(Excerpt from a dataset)
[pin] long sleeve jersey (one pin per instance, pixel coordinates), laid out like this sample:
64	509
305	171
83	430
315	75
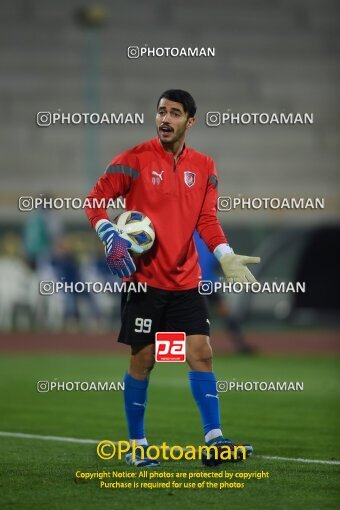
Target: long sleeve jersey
177	196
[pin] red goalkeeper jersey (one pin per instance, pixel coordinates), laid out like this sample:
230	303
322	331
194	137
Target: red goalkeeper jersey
177	196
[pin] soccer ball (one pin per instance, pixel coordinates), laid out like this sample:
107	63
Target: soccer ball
136	228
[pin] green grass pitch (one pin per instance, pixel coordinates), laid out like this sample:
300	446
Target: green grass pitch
40	474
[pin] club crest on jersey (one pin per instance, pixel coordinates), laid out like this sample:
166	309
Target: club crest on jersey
189	178
157	177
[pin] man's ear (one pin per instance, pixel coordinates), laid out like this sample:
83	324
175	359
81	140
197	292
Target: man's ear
191	121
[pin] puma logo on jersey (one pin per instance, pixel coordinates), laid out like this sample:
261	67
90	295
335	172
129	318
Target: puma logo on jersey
158	177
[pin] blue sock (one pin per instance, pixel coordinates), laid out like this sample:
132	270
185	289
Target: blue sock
135	396
203	388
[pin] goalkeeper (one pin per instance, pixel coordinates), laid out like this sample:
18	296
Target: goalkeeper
176	187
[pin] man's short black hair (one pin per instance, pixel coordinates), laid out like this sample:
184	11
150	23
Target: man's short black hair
180	96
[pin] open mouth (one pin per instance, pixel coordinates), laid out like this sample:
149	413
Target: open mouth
166	129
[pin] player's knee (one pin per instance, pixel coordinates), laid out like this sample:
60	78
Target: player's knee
203	355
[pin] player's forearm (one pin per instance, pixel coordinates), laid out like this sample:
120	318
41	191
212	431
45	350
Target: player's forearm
98	199
209	229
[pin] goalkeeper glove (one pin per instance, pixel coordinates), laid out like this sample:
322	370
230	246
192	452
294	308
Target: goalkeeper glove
235	269
118	258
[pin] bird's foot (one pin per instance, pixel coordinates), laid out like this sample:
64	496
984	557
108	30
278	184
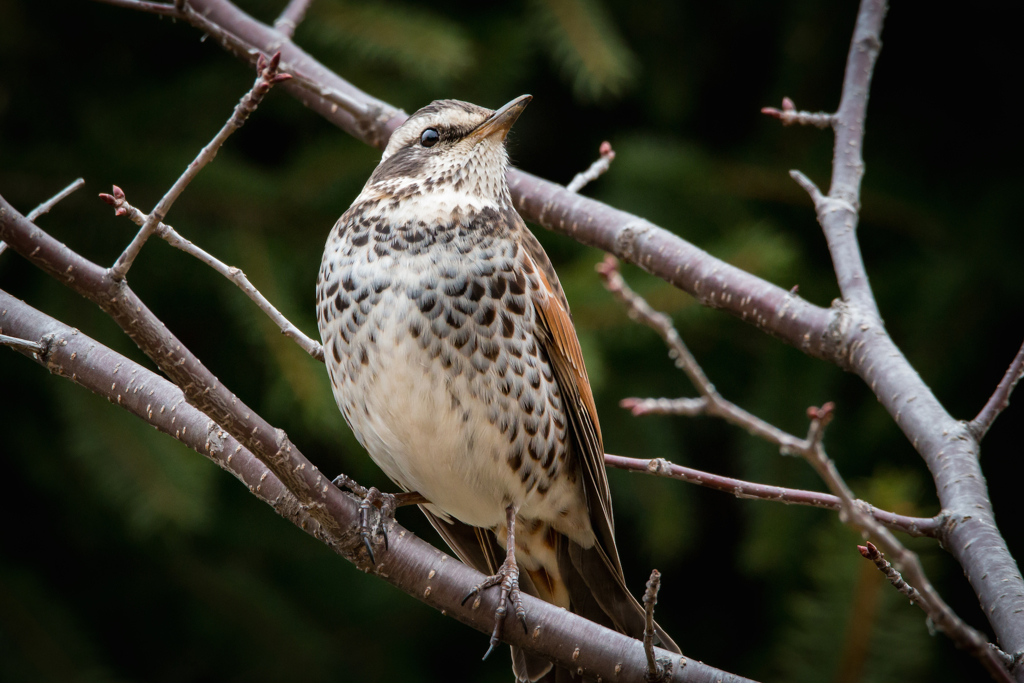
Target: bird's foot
370	532
508	579
372	498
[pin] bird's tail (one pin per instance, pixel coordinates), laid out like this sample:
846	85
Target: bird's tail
597	592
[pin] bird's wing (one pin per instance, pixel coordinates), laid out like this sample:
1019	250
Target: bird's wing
557	336
603	588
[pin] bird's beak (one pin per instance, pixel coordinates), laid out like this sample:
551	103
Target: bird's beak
501	121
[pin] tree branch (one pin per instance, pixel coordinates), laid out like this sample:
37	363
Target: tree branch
941	614
999	398
45	207
852	511
656	670
267	76
123	208
595	170
409	563
852	338
915	526
22	344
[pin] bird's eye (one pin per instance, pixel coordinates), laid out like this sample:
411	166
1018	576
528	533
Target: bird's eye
429	137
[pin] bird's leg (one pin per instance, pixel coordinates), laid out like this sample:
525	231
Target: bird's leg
387	503
508	579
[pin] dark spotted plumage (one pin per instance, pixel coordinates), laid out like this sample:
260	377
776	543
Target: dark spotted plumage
452	355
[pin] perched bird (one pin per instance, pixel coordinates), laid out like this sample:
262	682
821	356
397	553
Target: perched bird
453	356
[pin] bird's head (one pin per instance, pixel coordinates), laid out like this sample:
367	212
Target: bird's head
452	150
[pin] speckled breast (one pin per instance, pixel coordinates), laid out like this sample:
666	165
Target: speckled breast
428	337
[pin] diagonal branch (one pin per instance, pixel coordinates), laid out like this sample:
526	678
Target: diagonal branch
595	170
122	208
999	398
267	77
45	207
711	401
788	116
930	526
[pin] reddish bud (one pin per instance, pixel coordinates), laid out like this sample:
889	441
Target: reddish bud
607	266
869	551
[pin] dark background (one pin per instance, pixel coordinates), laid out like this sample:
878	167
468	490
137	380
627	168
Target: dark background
126	557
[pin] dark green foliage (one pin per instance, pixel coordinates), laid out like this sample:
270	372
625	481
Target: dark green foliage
127	557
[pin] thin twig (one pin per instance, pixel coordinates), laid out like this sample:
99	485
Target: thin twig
999	398
788	116
250	52
965	636
267	77
655	669
47	205
595	170
711	401
292	16
916	526
895	578
850	337
22	344
123	208
162	8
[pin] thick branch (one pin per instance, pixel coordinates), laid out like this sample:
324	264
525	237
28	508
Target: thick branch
999	398
267	77
660	467
69	353
410	563
851	338
852	511
292	16
45	207
941	614
788	116
595	170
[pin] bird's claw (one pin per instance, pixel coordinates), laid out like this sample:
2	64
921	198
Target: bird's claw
372	498
508	579
387	504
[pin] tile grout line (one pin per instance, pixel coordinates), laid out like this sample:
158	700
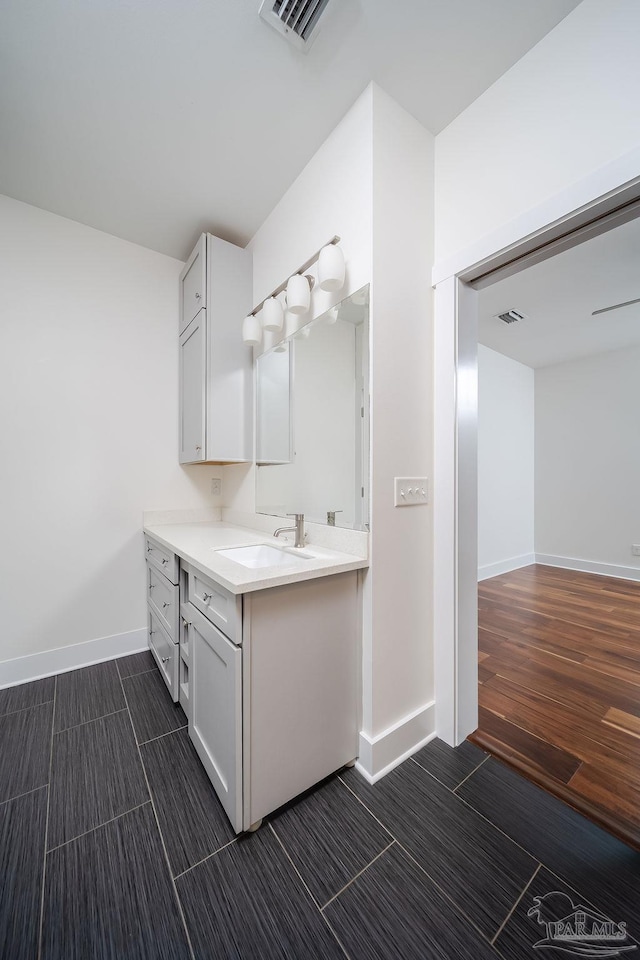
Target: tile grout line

• [Task to complete]
Reproduce every line of the material precisely, omitting its pictures.

• [Problem solution]
[pin] long sleeve jersey (one pin per instance, pixel coordinates), laid out like this sample:
64	509
305	171
83	430
315	75
Target: long sleeve jersey
177	196
[pin] red goalkeeper jersey (one pin per instance, pixel coordinates), laid out like this sample:
230	303
322	331
194	137
Target: red goalkeeper jersey
177	196
[pin] soccer ball (one pin per instance, pixel coordinates), laid out like this sample:
107	63
Target: soccer ball
136	228
[pin] green grass pitch (one pin per instance, pixel coordinates), laid out like this sample:
300	446
Target: green grass pitch
40	474
[pin] club crest on jersey (one pin per instance, pixel coordinates), laid out like this sample:
166	309
Target: club crest on jersey
189	178
157	177
[pin] man's ear (one pin per instance, pixel coordinates), laid out like this sample:
83	324
175	359
81	140
197	292
Target: man's ear
191	121
[pin] puma logo on jersey (one pin per instance, pixel coordinates), laid out like this sample:
261	67
90	295
335	172
129	318
Target: puma logo on jersey
158	177
[pin] blue sock (one pin per instance, pixel coordinates), laid out like this sample:
132	270
185	289
Target: blue sock
135	396
203	388
[pin] goalkeeper (one pin per instance, pixel coordinates), laid out like this sample:
18	296
Target: goalkeeper
176	187
[pin] man's short black hair (one pin per instance, pixel coordinates), laid out like this sample:
184	11
150	23
Target: man's short black hair
180	96
[pin] open mouth (one pin per instance, pixel coordinates), laid out like this sample:
149	413
Target: open mouth
166	129
[pin] player's knee (one pin per instance, pixel coordinates), laid out like this sample:
60	78
Target: player's knee
203	355
[pin] player's forearm (one pin per instance, pixel coordinates), laid out like this sample:
120	318
41	191
212	431
45	350
Target: player's forearm
98	199
209	229
[pin] goalkeeper glove (one pin per instance, pixel coordinates), laid out like this sample:
322	370
230	246
192	452
294	308
Target: goalkeeper glove
235	269
118	258
[pin] bird's foot (one pin per instance, pixel coordinates), laid out like this sample:
64	496
984	557
108	30
278	184
Target: bird's foot
370	532
508	579
372	498
[pin] bird's tail (one pin per instance, pixel coordinates), laid out like this sample:
846	85
Target: bird's tail
597	592
[pin] bird's wing (one pin per instance, pixel coordinates), laid out like this sample:
1019	250
Target: bird's wing
557	336
603	588
[pin] bird's beak (one pin per instance, pixel coordinates), laid out like this sample:
551	103
Target: bird's beak
501	121
[pin] tree branch (one pin per instance, pixel coordinates), laid out like this sample:
37	363
Target: tree branch
941	614
999	398
45	207
852	511
656	670
267	76
123	208
595	170
409	563
852	338
915	526
22	344
[pin] bird's eye (one pin per instance, pixel coordinates), laid out like this sample:
411	166
1018	576
528	533
Target: bird's eye
429	137
[pin] bird's leg (one pin per instance, pixel coordinates), laid out like this sample:
525	231
Target: bird's leg
387	503
508	579
[pin] dark spotted plumage (one pin per instance, pixel coordinates), laid out like this sample:
260	377
776	543
Target: dark spotted plumage
452	355
[pin] perched bird (one pin per instance, pixel coordinates), laid out like this sample:
262	682
821	356
397	553
Target: perched bird
453	356
[pin] bird's head (one pin per instance, pixel coordinates), laid out like this sample:
367	212
Target: bird's head
452	150
[pin] speckled breast (one pin per instance, pixel coordinates), laid out like this sample:
666	165
Target: speckled breast
428	337
[pin] diagonal branch (one pin per instance, pixel coordinates), laid out like this sample:
526	678
Target: diagonal branch
595	170
122	208
999	398
267	77
45	207
711	401
788	116
930	526
[pin] reddish bud (one pin per instance, pixel coordinates), laid out like this sample:
889	441
Target: reddish bud
607	266
869	551
[pin] dark background (one pin per instance, pixel coordinates), laid out like this sample:
878	167
468	490
137	380
627	168
Target: dark background
126	557
[pin] dark green foliage (one pin per instance, pixel coordinates), laid out like this sample:
270	372
625	481
Target: dark green foliage
127	557
[pin] thin twig (one pin per instance, pixel coordinates), laid out like this sample:
99	485
Target: thin twig
999	398
788	116
250	52
965	636
267	77
655	669
47	205
595	170
711	401
292	16
916	526
895	578
850	337
22	344
123	208
162	8
[pin] thick branch (one pin per instance, pixel coordinates), laid out like this sample:
324	264
525	237
28	508
Target: thick branch
999	398
267	77
660	467
69	353
410	563
851	338
852	511
292	16
45	207
941	614
788	116
595	170
[pin] bird's claw (one pin per instance, pixel coordinates), laid out like this sample:
2	64
921	198
Target: bird's claw
372	498
508	579
387	504
[pin] tile grout line (one pin per instance, pixel coordinates), laid out like this sample:
158	700
Target: tile grout line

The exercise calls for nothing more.